-- Start SUPPLIED ENTRIES --

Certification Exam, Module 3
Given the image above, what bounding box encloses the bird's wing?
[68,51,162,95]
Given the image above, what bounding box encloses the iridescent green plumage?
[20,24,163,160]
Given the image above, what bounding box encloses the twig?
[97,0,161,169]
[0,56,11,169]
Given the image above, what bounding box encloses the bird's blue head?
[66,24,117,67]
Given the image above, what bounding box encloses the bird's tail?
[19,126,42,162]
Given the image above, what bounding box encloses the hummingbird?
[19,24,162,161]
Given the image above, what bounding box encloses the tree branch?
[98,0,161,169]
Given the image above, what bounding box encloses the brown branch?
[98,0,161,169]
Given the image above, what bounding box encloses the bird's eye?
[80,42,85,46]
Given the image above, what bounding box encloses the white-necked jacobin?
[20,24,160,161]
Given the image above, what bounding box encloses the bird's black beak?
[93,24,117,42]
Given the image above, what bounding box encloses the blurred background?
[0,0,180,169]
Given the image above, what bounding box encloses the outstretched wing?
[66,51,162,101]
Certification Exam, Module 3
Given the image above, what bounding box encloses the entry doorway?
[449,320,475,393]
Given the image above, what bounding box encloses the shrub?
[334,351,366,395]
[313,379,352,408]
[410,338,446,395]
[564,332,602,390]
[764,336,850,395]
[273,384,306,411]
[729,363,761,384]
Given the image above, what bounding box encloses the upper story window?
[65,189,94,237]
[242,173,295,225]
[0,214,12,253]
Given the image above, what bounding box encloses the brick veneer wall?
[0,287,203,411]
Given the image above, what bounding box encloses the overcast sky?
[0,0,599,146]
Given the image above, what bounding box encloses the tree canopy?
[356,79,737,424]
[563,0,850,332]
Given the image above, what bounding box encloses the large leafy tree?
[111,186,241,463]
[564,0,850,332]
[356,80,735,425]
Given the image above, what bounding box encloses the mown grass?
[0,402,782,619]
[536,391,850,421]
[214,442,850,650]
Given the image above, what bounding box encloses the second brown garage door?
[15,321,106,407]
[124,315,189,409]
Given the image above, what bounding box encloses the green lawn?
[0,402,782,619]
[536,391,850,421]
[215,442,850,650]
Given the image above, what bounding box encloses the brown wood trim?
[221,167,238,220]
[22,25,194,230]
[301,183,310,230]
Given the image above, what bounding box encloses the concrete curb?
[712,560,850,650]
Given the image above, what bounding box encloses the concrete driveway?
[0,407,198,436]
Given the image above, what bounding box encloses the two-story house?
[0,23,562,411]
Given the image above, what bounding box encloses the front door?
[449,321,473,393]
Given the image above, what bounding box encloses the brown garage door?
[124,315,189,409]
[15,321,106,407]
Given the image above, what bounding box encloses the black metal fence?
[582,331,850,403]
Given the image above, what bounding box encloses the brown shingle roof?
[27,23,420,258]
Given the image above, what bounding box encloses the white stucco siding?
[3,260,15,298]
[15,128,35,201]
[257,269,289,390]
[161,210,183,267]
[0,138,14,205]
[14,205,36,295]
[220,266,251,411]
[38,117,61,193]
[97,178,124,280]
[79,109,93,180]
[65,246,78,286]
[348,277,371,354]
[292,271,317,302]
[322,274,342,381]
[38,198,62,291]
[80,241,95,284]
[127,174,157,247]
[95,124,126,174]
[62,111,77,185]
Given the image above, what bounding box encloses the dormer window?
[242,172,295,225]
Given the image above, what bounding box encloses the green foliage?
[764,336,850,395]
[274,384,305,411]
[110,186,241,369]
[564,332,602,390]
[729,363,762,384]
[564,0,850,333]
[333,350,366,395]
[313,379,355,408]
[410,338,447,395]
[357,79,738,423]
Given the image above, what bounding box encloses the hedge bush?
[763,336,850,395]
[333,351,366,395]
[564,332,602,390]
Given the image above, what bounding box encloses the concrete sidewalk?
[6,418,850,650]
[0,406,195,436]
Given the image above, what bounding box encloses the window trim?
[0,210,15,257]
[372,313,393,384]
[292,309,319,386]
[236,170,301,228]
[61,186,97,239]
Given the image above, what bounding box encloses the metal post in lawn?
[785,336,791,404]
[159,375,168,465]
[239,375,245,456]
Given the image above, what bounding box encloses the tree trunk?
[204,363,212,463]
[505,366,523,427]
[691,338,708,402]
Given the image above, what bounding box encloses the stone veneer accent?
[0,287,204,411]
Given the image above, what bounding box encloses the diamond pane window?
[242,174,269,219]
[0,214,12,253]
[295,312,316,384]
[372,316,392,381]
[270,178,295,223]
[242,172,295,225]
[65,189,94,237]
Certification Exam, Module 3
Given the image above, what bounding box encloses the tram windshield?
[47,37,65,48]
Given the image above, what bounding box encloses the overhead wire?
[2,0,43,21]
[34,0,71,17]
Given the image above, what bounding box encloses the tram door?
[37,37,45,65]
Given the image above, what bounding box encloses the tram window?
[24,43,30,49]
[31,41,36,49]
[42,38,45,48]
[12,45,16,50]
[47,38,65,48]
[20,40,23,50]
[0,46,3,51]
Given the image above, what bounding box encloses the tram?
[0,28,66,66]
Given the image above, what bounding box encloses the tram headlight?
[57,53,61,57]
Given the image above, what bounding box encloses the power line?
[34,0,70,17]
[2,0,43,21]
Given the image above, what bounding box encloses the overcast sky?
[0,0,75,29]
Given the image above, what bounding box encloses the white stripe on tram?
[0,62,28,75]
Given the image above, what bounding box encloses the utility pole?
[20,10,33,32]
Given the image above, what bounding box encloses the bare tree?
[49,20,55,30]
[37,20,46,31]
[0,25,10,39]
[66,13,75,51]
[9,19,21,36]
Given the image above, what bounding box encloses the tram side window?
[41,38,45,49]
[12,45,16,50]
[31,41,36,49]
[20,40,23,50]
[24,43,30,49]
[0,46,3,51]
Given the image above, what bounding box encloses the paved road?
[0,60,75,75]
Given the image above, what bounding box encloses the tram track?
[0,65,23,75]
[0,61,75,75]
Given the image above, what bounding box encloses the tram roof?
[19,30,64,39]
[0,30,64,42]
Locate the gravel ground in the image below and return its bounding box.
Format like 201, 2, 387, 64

-- End SUPPLIED ENTRIES --

--- PROMPT ---
Rewrite all of the data above, replacing every occurrence of "Certification Exam" with "Practice Test" and leaving everything else unchanged.

--- THE REPLY ---
Practice Test, Module 3
Given the image above, what bounding box encloses the bird's wing?
[68,51,162,95]
Given the image above, what bounding box encloses the iridescent green plumage?
[20,24,163,160]
Given the image above, what bounding box encloses the twig?
[97,0,161,169]
[0,56,11,169]
Given the image above, what bounding box encloses the bird's blue head?
[66,24,117,67]
Given the image above, what bounding box encloses the bird's tail?
[19,126,42,162]
Given the image above, what bounding box encloses the hummingbird?
[19,24,162,161]
Given the image above, what bounding box encloses the tree branch?
[98,0,161,169]
Given the image above, what bounding box encloses the brown branch?
[98,0,161,169]
Given the image above, what bounding box encloses the bird's eye?
[80,42,85,46]
Given the image above, what bounding box encloses the white-necked jacobin?
[20,24,160,161]
Given the image above, what bounding box encloses the bird's black beak?
[93,24,117,42]
Given the image above, what bounding box encloses the blurred background?
[0,0,180,169]
Given the image above, what bounding box encloses the outstretched wing?
[66,51,162,101]
Practice Test, Module 3
Given the image above, what bounding box encloses the entry doorway?
[449,320,475,393]
Given the image above, what bounding box encloses the shrub?
[334,351,366,395]
[313,379,352,408]
[410,338,446,395]
[564,332,602,390]
[764,336,850,395]
[273,384,306,411]
[729,363,761,384]
Given the image above, what bounding box encloses the upper story window?
[65,189,94,237]
[242,173,295,225]
[0,214,12,253]
Given the image above, what bounding box encloses the brick veneer wall?
[0,287,203,411]
Given the image above, what bounding box encloses the overcast sky?
[0,0,599,146]
Given the image above, what bounding box encloses the tree canopy?
[356,79,737,424]
[563,0,850,332]
Given the image above, what bounding box encloses the large leafy tree?
[111,186,241,463]
[564,0,850,332]
[356,80,735,425]
Given the image above, what bounding box encloses the mown grass?
[0,402,782,619]
[536,391,850,421]
[214,442,850,650]
Given the image above, what bounding box encloses the second brown garage door?
[15,321,106,407]
[124,315,189,409]
Given the image above, what bounding box encloses the green lawn?
[0,402,782,619]
[536,391,850,421]
[215,442,850,650]
Given the image above, what bounding box encloses the brown wood trim?
[221,167,238,220]
[22,25,194,230]
[301,183,310,230]
Given the image above, what bounding box encloses the concrete curb?
[712,560,850,650]
Given the image above, what bounding box encloses the concrete driveway?
[0,407,198,436]
Given the image above, what bounding box encloses the two-story house?
[0,23,562,411]
Given the image above, what bounding box encloses the front door?
[449,321,473,393]
Given the image above, what bounding box encloses the brown garage door?
[124,315,189,409]
[15,321,106,407]
Given the image above, what bounding box encloses the black metal fence?
[582,331,850,403]
Given the image above, what bounding box encloses the brown shingle roof?
[27,23,420,258]
Given the image above, what bounding box encloses the white stucco siding?
[3,260,15,298]
[15,128,35,201]
[257,269,289,390]
[161,210,183,267]
[0,138,14,205]
[14,205,36,295]
[220,266,251,411]
[38,117,61,193]
[97,178,124,280]
[79,109,93,180]
[65,246,78,286]
[348,277,371,354]
[292,271,317,302]
[322,274,342,381]
[38,198,62,291]
[80,241,95,284]
[127,174,157,247]
[95,124,126,174]
[62,111,77,185]
Given the image above, what bounding box encloses the dormer window?
[242,172,295,225]
Given the image above, what bounding box encloses the green foliage?
[764,336,850,395]
[274,384,305,411]
[110,186,241,369]
[564,332,602,390]
[729,363,762,384]
[564,0,850,333]
[333,350,366,395]
[313,379,355,408]
[410,338,447,395]
[357,79,738,423]
Given the image above, what bounding box encloses the hedge bush?
[763,336,850,395]
[333,351,366,395]
[564,332,602,390]
Given the image above, what bounding box encloses the concrete sidewalk?
[6,418,850,650]
[0,406,195,436]
Given the image above, what bounding box encloses the window trim?
[0,210,15,257]
[372,313,393,384]
[292,309,319,386]
[236,170,301,228]
[61,186,97,239]
Given the image above, what bounding box encloses the metal post in lawn?
[785,336,791,404]
[159,375,168,465]
[239,375,245,456]
Given the image above, what bounding box encloses the tree trunk?
[204,363,212,463]
[505,366,523,427]
[691,338,708,402]
Given the image above, what bounding box encloses the stone veneer accent?
[0,287,204,411]
Given the image above, what bounding box encloses the diamond pane window?
[242,174,269,219]
[0,214,12,253]
[295,312,316,384]
[372,316,392,381]
[270,178,295,223]
[242,172,295,225]
[65,189,94,237]
Practice Test, Module 3
Given the image above, what bounding box encloses the tram windshield?
[47,37,65,48]
Given the image above, what bounding box encloses the overhead wire?
[2,0,43,21]
[34,0,71,17]
Given the image above, what bounding box encloses the tram door?
[37,37,45,65]
Given the image above, what bounding box encloses the tram window?
[24,43,30,49]
[31,41,36,49]
[42,38,45,48]
[12,45,16,50]
[47,38,65,48]
[20,40,23,50]
[0,46,3,51]
Given the image above, what bounding box encloses the tram?
[0,28,66,66]
Given the image above, what bounding box encloses the tram headlight?
[57,53,61,57]
Given the image above, what bounding box encloses the power line?
[34,0,70,17]
[2,0,43,21]
Given the image above, what bounding box encloses the overcast sky?
[0,0,75,29]
Given the image above, what bounding box encloses the white stripe on tram?
[0,62,28,75]
Given the image above, what bounding box encloses the utility pole?
[20,10,33,32]
Given the image above, what bounding box encloses the bare tree?
[49,20,55,30]
[37,20,46,31]
[0,25,10,39]
[66,13,75,51]
[9,19,21,36]
Given the image above, what bounding box encloses the tram side window?
[41,38,45,49]
[12,45,16,50]
[31,41,36,49]
[20,40,23,50]
[24,43,30,49]
[0,46,3,51]
Given the image above, what bounding box encloses the paved road?
[0,60,75,75]
Given the image above, what bounding box encloses the tram track?
[0,65,23,75]
[0,61,75,75]
Given the image above, what bounding box encloses the tram roof?
[19,30,64,39]
[0,30,64,42]
Locate the gravel ground in the image below and return its bounding box.
Format like 201, 2, 387, 64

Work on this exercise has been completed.